# WHAT YOU NEED TO DO
Gather every line below that contains the word "roof" and copy each one out in full.

# ITEMS
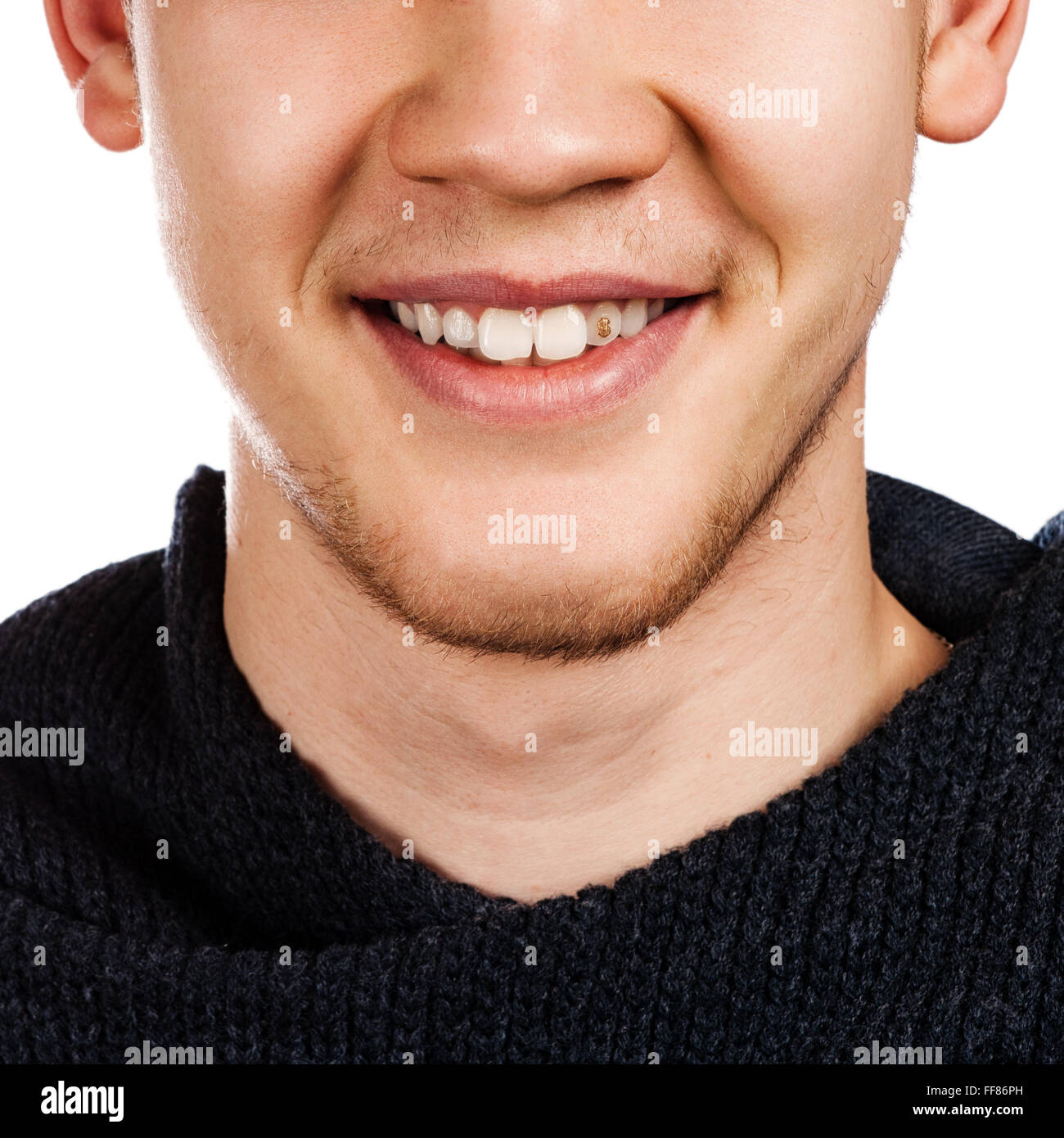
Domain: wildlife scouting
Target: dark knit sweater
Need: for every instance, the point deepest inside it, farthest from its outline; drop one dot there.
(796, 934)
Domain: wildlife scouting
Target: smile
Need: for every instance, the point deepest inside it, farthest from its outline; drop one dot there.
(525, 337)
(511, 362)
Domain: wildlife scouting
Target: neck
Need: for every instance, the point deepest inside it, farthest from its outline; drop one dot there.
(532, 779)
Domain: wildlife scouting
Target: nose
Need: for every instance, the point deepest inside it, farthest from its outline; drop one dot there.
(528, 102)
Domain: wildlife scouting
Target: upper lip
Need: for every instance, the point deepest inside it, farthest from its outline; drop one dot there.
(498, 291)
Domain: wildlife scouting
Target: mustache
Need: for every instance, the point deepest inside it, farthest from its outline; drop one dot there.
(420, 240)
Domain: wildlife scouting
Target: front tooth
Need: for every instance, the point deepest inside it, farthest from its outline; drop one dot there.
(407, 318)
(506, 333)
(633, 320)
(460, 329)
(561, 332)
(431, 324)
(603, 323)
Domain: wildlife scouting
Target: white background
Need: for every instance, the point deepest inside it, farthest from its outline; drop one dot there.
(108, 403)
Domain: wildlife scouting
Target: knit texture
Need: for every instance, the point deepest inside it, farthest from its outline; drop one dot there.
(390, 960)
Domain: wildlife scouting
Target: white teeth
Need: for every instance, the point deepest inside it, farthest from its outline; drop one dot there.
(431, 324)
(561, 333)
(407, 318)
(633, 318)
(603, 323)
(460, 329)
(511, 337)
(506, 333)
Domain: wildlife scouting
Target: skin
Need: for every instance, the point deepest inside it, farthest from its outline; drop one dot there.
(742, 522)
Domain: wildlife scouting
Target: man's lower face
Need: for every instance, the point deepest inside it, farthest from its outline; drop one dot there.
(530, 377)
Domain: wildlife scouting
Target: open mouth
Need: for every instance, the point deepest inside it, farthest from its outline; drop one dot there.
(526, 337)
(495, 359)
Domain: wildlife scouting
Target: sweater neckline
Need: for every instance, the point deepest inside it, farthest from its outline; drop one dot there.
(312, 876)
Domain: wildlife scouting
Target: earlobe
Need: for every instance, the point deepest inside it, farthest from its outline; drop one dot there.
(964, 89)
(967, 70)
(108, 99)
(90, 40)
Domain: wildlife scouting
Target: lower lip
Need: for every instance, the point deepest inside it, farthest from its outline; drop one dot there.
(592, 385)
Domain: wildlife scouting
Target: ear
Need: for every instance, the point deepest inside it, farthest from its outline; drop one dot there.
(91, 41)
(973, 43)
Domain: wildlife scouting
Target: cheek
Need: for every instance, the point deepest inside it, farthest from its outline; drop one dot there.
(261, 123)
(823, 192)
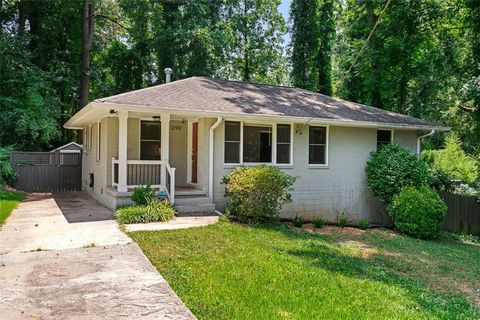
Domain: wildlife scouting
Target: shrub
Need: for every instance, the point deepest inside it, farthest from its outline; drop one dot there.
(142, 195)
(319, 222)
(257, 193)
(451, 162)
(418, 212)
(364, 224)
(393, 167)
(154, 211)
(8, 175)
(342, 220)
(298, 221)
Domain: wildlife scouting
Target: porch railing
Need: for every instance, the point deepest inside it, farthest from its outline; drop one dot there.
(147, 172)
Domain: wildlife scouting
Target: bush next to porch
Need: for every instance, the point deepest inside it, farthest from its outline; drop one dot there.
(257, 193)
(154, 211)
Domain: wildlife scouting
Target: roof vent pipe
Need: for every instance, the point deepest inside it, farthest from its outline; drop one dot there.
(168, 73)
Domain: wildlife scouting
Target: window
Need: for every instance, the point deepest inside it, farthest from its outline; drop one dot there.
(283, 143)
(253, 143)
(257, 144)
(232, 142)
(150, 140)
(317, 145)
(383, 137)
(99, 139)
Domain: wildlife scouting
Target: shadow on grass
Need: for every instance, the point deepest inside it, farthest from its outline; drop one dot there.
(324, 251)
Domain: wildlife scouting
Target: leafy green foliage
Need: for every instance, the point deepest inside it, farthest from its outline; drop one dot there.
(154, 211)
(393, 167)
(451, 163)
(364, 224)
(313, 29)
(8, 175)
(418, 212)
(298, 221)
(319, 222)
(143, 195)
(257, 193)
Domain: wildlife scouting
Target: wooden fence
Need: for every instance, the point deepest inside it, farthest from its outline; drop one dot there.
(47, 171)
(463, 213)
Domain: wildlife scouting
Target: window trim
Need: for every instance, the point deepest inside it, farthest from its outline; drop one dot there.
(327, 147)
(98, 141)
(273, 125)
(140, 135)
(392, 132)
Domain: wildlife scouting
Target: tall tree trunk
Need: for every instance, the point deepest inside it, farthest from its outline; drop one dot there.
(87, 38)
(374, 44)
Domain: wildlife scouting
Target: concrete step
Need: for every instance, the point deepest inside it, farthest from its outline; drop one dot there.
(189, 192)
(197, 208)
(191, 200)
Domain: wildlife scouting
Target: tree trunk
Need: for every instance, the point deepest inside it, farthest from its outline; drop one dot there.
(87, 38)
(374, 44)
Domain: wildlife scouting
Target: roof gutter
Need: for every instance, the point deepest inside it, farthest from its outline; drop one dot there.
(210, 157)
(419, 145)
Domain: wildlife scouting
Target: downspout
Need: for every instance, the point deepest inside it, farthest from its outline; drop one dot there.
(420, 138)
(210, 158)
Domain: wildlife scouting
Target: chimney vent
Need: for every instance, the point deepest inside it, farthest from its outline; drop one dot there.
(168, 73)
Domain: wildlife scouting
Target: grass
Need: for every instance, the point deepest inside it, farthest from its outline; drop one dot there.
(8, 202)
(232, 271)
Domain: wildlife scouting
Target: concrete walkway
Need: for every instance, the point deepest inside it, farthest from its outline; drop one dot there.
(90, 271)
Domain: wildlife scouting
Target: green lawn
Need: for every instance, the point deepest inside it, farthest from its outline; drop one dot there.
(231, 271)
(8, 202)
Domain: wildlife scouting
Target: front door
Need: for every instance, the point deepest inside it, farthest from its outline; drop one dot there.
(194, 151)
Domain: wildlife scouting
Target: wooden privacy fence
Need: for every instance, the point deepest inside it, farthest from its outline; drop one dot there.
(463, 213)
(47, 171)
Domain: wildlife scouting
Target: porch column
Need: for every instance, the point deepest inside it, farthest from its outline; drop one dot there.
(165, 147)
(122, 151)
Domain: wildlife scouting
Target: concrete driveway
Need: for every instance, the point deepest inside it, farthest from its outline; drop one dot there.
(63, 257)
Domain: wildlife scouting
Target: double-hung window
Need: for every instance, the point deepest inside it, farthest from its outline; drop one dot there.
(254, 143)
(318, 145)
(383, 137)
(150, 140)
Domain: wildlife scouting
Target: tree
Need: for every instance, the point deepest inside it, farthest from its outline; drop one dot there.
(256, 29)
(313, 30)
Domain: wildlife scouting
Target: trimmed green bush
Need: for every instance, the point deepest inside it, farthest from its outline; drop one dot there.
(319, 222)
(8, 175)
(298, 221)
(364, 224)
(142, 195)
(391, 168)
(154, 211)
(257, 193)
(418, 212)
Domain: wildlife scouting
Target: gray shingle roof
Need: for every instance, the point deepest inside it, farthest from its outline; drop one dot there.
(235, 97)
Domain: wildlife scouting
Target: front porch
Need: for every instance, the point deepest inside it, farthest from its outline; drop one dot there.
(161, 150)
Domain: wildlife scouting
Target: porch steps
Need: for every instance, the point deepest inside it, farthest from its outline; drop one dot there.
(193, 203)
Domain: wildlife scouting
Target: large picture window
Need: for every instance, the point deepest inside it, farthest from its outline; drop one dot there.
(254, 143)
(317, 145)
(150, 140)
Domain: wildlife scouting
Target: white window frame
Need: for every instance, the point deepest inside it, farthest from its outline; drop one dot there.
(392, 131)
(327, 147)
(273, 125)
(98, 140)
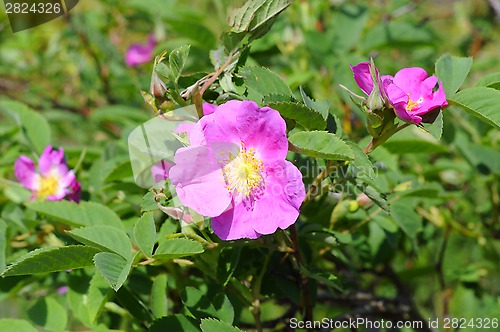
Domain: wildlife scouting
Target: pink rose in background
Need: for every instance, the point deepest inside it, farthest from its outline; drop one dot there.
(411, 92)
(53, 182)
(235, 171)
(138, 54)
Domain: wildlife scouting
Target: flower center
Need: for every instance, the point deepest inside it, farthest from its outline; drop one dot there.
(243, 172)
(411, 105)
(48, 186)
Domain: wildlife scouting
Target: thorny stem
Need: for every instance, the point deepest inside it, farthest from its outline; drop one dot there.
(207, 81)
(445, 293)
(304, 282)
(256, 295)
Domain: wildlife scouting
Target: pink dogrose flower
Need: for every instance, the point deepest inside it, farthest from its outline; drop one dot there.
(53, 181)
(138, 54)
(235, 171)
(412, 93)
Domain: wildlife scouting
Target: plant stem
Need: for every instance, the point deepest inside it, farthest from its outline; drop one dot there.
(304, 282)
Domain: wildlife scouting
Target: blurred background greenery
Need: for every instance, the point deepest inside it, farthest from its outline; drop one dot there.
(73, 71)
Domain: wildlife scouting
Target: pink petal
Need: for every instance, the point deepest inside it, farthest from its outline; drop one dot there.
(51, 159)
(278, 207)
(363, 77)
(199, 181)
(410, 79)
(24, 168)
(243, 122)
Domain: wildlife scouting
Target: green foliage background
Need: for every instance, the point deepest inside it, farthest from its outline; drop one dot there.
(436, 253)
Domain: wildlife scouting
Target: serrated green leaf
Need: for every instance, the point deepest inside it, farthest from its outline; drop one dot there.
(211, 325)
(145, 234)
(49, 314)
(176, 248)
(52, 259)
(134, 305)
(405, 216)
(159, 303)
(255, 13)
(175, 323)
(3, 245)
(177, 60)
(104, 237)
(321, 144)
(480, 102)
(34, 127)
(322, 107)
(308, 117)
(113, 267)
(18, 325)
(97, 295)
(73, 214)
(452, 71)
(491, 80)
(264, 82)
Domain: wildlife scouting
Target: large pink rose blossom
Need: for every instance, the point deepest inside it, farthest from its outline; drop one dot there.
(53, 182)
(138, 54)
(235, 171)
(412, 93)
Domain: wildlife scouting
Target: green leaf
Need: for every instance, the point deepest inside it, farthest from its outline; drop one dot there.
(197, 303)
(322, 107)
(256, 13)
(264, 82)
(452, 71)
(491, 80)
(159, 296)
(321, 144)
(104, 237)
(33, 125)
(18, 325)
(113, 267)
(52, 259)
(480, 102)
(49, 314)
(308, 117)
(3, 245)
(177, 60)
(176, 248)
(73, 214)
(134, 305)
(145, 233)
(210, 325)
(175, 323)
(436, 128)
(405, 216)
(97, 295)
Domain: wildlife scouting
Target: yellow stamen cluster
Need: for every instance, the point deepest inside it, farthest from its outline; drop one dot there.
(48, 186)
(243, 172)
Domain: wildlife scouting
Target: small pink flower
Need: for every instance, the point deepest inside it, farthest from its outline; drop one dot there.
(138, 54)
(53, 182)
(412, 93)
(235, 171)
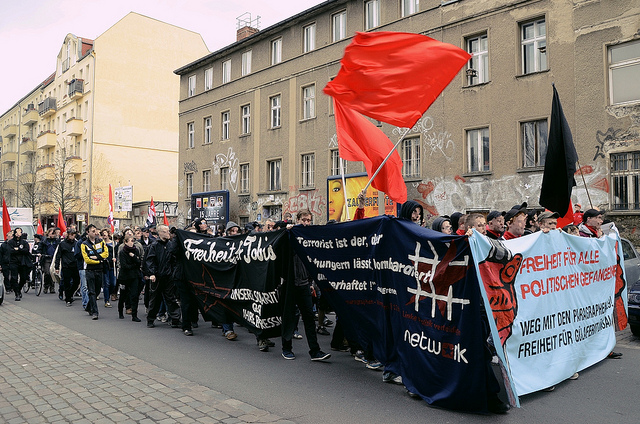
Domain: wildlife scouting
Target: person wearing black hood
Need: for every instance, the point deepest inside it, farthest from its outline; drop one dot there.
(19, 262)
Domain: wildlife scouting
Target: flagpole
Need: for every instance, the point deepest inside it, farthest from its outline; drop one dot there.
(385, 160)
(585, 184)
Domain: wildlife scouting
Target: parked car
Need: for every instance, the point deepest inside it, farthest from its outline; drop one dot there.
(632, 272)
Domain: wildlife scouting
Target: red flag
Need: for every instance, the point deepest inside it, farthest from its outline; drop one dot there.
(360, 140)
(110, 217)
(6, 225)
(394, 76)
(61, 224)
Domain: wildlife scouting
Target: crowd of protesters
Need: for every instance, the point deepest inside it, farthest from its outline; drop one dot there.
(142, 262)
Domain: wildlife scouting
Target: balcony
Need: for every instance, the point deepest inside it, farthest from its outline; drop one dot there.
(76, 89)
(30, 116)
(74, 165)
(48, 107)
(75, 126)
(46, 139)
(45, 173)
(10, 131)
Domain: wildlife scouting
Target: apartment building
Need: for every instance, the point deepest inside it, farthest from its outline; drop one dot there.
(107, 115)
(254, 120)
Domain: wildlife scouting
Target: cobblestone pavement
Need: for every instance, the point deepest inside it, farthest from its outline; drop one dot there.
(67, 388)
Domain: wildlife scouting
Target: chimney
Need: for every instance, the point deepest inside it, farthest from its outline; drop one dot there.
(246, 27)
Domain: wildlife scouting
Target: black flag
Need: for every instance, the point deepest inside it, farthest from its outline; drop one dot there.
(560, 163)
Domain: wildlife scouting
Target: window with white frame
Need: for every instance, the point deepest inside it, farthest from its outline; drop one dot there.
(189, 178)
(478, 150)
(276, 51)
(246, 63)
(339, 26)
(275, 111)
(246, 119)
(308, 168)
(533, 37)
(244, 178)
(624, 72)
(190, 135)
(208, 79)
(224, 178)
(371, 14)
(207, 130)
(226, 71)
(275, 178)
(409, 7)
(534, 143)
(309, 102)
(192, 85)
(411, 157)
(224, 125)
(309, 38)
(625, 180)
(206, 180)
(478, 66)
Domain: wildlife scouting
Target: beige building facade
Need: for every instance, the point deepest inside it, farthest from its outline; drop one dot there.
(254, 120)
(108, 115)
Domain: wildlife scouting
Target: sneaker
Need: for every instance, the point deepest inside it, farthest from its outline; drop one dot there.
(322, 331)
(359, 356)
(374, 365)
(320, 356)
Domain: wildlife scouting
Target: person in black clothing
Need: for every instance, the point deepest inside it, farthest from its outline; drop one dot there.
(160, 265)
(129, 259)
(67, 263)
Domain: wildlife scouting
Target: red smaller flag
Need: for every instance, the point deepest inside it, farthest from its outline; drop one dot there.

# FINAL RESULT
Target: roof vent pipe
Target: roof gutter
Target: gray shingle roof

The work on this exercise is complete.